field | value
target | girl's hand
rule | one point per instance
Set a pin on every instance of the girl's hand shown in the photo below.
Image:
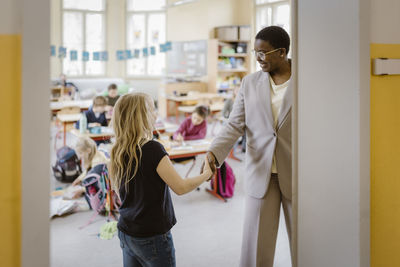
(76, 182)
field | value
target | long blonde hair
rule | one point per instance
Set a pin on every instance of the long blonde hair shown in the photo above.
(133, 123)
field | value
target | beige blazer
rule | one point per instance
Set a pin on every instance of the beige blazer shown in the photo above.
(252, 113)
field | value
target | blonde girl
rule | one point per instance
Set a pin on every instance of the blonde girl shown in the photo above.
(141, 172)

+--

> TO BE DONE
Report each line of the material above that contains the string "shown", copying the lines in full. Treat uppercase and lowercase as different.

> TASK ANSWER
Set a pin on every instance of the girl's hand shown in the photo below.
Set a pin on every instance of the long blonde hair shown in the photo above.
Set a pin on every instance of the beige blazer shown in the photo above.
Set a pin on every instance of the blonde girl shown in the photo above.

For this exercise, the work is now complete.